• INPUT
※ ※ ※

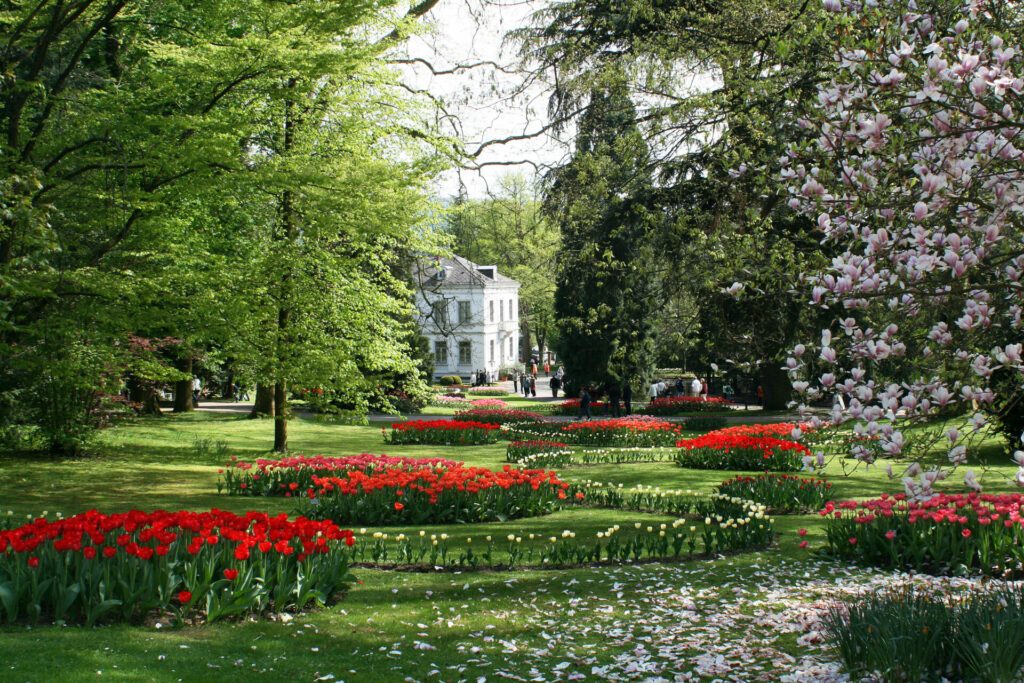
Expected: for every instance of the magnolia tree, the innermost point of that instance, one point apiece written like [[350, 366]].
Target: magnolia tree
[[913, 172]]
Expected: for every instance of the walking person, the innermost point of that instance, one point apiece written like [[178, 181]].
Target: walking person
[[584, 403]]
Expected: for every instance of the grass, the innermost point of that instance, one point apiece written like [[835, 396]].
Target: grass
[[172, 463]]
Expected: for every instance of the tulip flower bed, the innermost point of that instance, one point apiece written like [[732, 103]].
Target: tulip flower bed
[[497, 416], [441, 400], [121, 567], [434, 496], [486, 391], [442, 432], [294, 475], [669, 406], [972, 532], [488, 402], [631, 431], [571, 408], [719, 452], [620, 544], [567, 457], [781, 493]]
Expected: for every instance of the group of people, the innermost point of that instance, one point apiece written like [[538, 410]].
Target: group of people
[[696, 387], [526, 380]]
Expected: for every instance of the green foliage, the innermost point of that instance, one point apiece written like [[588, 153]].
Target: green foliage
[[604, 296], [909, 634]]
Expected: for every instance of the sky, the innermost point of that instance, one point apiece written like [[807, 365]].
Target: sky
[[481, 100]]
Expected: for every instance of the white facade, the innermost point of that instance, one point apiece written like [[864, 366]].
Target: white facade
[[470, 313]]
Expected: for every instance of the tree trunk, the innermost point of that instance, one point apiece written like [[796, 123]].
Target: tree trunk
[[183, 388], [281, 419], [777, 388], [264, 400]]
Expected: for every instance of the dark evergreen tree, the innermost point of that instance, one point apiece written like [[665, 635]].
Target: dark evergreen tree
[[598, 201]]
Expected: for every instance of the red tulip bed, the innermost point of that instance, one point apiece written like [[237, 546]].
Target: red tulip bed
[[294, 475], [632, 431], [571, 408], [442, 432], [669, 406], [948, 534], [497, 416], [123, 567], [781, 493], [434, 496], [716, 451]]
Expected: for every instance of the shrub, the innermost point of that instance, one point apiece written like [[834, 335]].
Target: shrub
[[682, 404], [294, 475], [910, 634], [717, 452], [496, 416], [946, 534], [781, 493], [434, 496], [442, 432], [94, 566], [486, 391]]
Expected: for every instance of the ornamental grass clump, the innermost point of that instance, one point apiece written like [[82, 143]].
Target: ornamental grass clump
[[781, 493], [435, 496], [498, 416], [716, 451], [292, 475], [442, 432], [122, 567], [947, 534], [914, 634]]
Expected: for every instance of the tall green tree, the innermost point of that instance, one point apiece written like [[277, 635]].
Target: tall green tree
[[603, 300], [724, 85]]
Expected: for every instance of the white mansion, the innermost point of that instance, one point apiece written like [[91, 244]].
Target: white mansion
[[470, 313]]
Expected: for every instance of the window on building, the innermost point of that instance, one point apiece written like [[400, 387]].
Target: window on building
[[440, 314]]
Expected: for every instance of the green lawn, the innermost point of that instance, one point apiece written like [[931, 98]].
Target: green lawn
[[415, 626]]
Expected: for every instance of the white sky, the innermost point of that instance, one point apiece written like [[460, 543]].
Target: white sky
[[463, 32]]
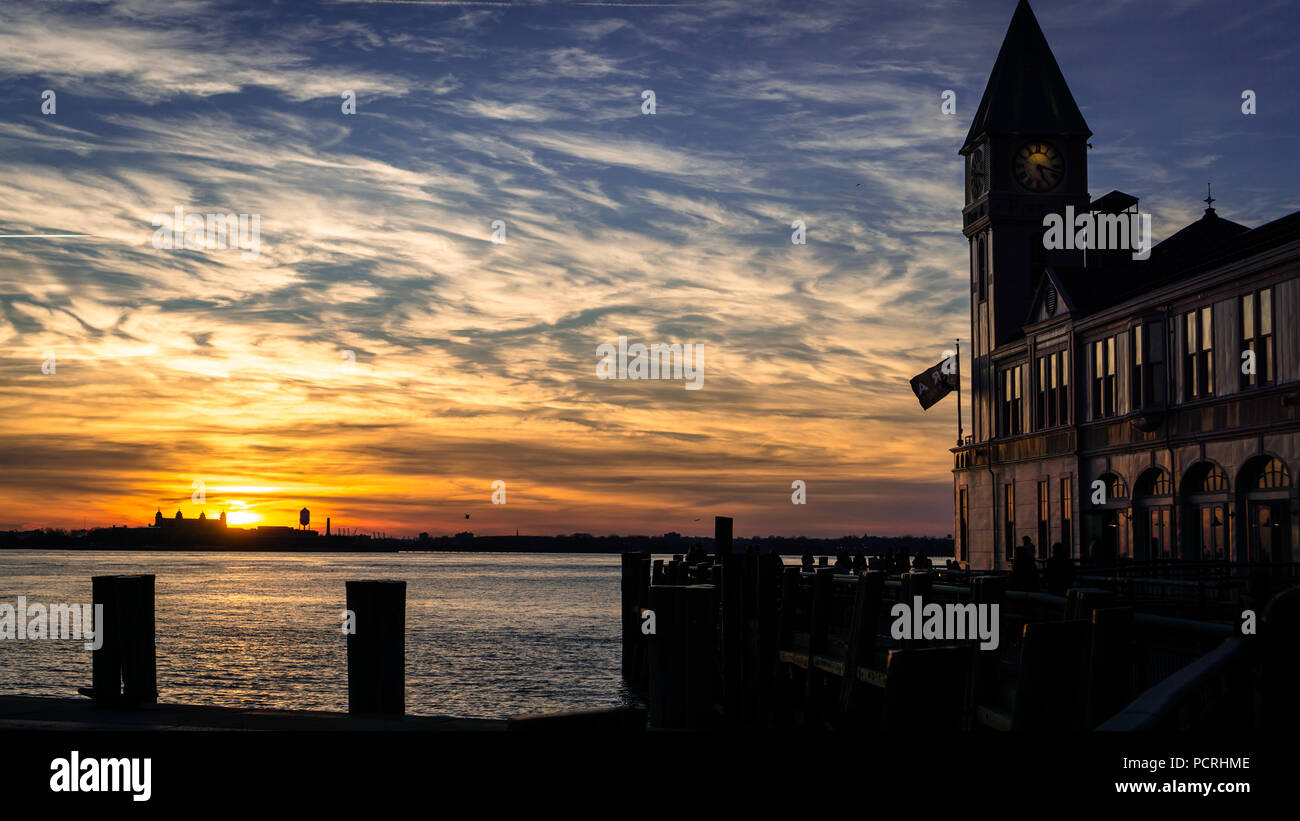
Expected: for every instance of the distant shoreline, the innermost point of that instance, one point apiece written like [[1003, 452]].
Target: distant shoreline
[[666, 544]]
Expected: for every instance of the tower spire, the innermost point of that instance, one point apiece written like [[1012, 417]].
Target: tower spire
[[1026, 92]]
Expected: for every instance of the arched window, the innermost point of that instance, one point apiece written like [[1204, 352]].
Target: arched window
[[1153, 482], [1265, 485], [1270, 474], [1207, 518], [1116, 487], [1110, 521], [1205, 478], [1153, 516]]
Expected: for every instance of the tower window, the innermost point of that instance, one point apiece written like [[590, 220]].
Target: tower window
[[1053, 404], [1013, 400], [1199, 360], [1148, 365], [1009, 520], [1257, 337], [1103, 378]]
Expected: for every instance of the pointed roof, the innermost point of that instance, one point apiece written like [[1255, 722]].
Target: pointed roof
[[1026, 91]]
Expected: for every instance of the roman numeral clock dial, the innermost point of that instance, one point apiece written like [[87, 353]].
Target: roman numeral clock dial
[[1039, 166]]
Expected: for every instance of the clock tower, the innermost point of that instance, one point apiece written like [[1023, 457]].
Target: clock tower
[[1026, 156]]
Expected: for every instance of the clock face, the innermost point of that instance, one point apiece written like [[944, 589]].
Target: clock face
[[978, 176], [1039, 166]]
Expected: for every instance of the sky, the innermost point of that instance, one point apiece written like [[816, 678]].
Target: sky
[[382, 361]]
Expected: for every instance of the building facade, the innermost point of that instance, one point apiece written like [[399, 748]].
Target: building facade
[[1130, 409]]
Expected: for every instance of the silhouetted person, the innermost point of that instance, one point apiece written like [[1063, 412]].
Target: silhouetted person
[[1025, 569], [1104, 554], [1060, 570], [843, 564]]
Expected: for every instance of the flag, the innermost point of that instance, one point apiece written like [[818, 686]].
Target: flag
[[936, 382]]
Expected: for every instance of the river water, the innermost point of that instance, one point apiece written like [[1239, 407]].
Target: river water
[[488, 634]]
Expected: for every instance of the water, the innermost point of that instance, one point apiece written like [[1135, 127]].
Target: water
[[488, 634]]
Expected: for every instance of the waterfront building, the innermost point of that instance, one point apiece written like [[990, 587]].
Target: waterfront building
[[1130, 409]]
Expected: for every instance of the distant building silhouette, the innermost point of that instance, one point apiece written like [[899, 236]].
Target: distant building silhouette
[[180, 524]]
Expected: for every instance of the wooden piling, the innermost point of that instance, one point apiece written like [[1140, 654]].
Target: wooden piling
[[376, 650], [124, 670], [862, 637], [722, 534], [819, 630], [768, 598], [636, 598], [733, 637], [681, 657], [1049, 689]]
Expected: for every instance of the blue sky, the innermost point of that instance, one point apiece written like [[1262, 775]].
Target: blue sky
[[475, 361]]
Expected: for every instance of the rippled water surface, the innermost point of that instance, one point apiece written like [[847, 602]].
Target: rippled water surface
[[488, 634]]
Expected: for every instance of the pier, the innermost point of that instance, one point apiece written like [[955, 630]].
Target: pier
[[742, 641]]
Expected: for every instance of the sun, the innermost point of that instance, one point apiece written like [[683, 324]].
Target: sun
[[243, 517]]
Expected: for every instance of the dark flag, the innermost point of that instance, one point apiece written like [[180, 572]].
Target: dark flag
[[936, 382]]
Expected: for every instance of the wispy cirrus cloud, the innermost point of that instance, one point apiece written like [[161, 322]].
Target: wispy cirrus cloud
[[475, 361]]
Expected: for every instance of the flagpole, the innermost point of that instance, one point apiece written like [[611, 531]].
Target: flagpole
[[958, 392]]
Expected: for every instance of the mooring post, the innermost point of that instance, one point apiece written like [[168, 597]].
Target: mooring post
[[124, 670], [681, 657], [636, 599], [722, 535], [376, 648]]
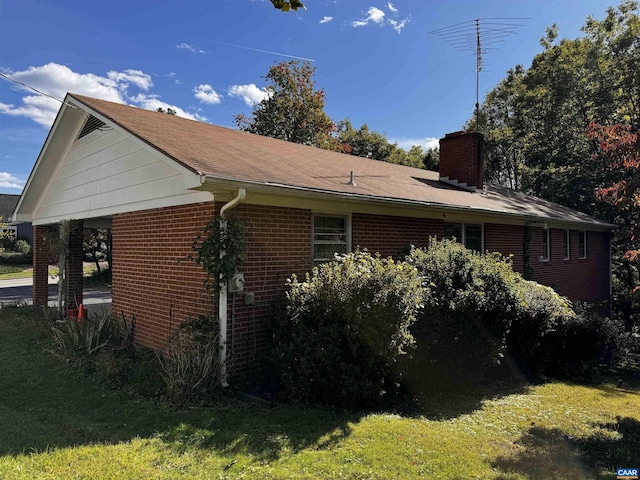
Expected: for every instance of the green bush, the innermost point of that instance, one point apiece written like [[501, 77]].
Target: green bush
[[468, 310], [22, 246], [541, 314], [14, 258], [190, 361], [345, 329]]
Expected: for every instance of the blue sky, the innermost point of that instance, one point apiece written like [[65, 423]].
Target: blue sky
[[376, 60]]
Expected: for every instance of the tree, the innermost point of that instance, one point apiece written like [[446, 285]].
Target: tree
[[534, 120], [293, 110], [286, 6], [619, 148], [367, 143], [96, 243]]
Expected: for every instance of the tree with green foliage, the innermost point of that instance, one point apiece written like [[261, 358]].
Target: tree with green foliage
[[619, 148], [534, 120], [363, 142], [293, 110]]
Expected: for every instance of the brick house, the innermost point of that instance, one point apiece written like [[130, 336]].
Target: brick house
[[156, 180]]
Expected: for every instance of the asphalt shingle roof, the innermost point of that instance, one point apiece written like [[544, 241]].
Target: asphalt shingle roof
[[225, 153]]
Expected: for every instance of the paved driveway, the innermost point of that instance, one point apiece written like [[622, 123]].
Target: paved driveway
[[19, 292]]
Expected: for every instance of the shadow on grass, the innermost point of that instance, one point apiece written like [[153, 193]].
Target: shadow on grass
[[550, 453], [45, 405]]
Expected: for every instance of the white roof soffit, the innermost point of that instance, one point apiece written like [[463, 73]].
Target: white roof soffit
[[191, 179], [63, 133]]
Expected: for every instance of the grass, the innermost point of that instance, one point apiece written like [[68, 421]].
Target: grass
[[55, 422]]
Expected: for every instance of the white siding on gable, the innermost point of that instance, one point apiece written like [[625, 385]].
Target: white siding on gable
[[107, 172]]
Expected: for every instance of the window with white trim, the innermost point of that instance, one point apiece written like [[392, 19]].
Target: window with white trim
[[582, 244], [330, 236], [546, 245], [566, 244], [471, 235]]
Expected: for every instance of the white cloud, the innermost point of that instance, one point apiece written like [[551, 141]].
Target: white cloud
[[206, 94], [398, 26], [153, 102], [9, 181], [377, 16], [251, 94], [56, 80], [374, 15], [426, 143], [138, 78], [190, 48]]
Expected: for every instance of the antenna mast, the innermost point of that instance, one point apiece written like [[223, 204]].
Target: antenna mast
[[478, 37]]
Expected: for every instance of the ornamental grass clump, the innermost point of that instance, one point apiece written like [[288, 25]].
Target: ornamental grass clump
[[345, 329]]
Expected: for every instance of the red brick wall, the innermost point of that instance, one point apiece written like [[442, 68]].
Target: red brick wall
[[279, 245], [149, 283], [579, 279], [461, 157], [388, 235], [506, 239]]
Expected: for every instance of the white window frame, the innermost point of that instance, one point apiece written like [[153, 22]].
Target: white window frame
[[463, 230], [582, 252], [12, 230], [347, 219], [546, 235]]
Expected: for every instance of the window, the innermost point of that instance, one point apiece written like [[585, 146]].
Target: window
[[469, 234], [582, 244], [9, 231], [546, 245], [566, 244], [329, 237]]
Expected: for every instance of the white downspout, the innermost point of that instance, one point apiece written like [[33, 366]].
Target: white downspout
[[222, 300]]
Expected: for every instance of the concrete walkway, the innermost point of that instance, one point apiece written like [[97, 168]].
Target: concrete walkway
[[18, 292]]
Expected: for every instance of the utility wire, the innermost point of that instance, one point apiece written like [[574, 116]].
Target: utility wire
[[6, 77]]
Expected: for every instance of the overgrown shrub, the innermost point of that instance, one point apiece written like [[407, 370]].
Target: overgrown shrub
[[190, 362], [345, 328], [468, 310], [540, 314], [14, 258]]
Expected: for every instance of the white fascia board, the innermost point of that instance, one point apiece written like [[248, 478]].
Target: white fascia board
[[287, 195], [191, 179], [56, 145]]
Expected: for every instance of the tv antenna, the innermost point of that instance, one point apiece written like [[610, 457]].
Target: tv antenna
[[479, 37]]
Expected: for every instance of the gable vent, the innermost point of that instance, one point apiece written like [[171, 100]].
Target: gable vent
[[91, 125]]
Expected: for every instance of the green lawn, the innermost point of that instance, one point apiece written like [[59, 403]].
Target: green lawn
[[55, 422]]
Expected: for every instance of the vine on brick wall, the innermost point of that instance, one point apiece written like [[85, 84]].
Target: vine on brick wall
[[221, 248], [527, 269]]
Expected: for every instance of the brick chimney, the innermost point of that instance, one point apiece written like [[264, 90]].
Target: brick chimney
[[462, 160]]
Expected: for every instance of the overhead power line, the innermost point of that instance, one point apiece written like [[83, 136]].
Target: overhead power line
[[6, 77]]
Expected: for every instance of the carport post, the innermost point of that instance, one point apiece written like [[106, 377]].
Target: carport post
[[40, 289], [74, 260]]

※ ※ ※

• YOUR GOAL
Take every line from the one containing "Target: gable vent" to the end of the listing and output it exactly, with nothing else.

• SOLUTION FOR THIS TASK
Target: gable vent
[[91, 125]]
Expected: for every instance of the green lawn, the innermost point of that instance, one point apiece written like [[59, 403]].
Target: green lawn
[[55, 422]]
Expected: for every instance of the vine on brick wall, the innermost point of that instance, one point apiece written like [[85, 84]].
Target: vine on brick wall
[[221, 248], [527, 269]]
Expected: for every instance of the brick chimney, the innermost point of that instance, one point apiece written like [[264, 90]].
Target: brick chimney
[[462, 160]]
Expected: for every instance of the overhead power line, the innermost point of that instance, one point apiece written like [[83, 136]].
Target: overhead power line
[[6, 77]]
Expected: for every instance of the carport post, the innermost point of that instance, one point apiece written like [[106, 377]].
Target: carport post
[[40, 289], [74, 260]]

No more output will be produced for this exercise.